What you are asked to do
Your copy should match the entries exactly, except that it holds no pictures.

Items from a dataset
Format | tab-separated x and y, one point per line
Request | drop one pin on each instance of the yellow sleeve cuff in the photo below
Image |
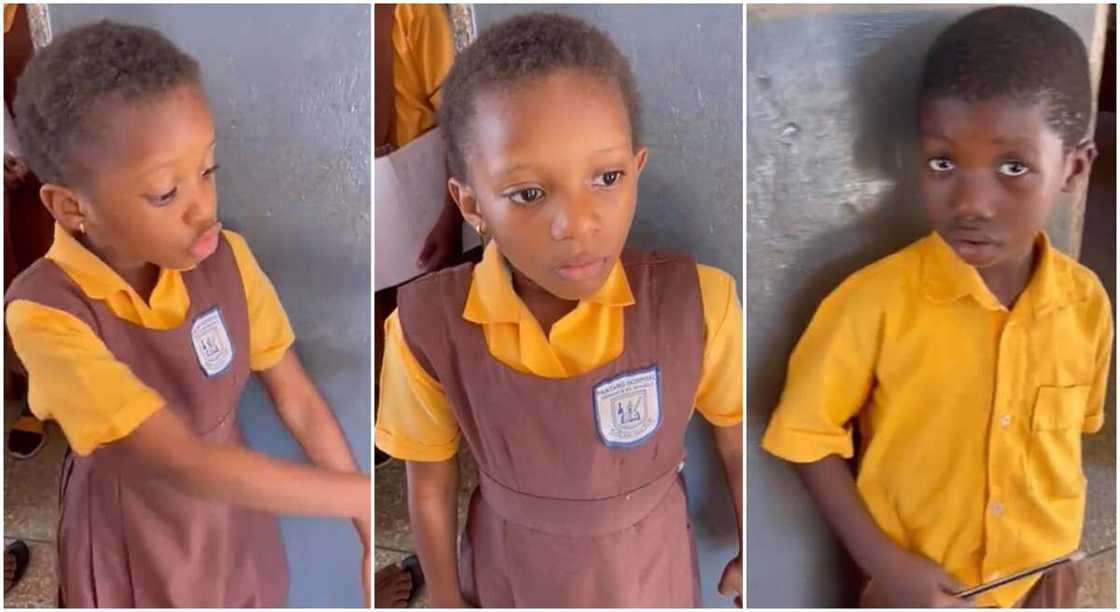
75	380
799	446
1093	423
407	450
270	333
719	393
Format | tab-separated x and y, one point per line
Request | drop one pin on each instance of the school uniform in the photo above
100	361
578	435
970	414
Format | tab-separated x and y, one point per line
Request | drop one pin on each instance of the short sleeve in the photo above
719	395
829	378
270	334
75	380
423	53
414	420
1094	413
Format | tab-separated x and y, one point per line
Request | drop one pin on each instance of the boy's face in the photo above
553	179
149	195
992	172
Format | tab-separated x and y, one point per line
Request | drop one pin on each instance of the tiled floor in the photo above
391	511
30	492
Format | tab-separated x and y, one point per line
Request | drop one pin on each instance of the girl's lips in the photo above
584	270
206	243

Answer to this task
Format | tab-separated x and y, one point per line
Request | drop one pin on each instance of the yellow sleeve cuff in the photo below
Image |
75	380
799	446
1093	423
407	450
270	333
719	393
Format | tab-separated x and y, one point per line
Request | drop one pin on each instance of the school uniform in the photo above
100	361
578	435
970	414
Format | tab-separated x and y, one point per line
Request | drop one pin on each instance of the short sleeve in the photo above
719	395
829	378
270	334
75	380
423	53
414	420
1094	413
Format | tab-separated x and y, one point per line
Request | drop one pin on each instance of the boy's face in the photo above
553	179
149	195
992	172
Format | tab-separated x and y, one point per line
Request | drop one pin on each instance of the tiled floor in the photo above
391	511
30	492
Format | tab-separated x and y, one point per line
Request | drop one pin on each instance of the girl's lips in the photo above
584	270
206	243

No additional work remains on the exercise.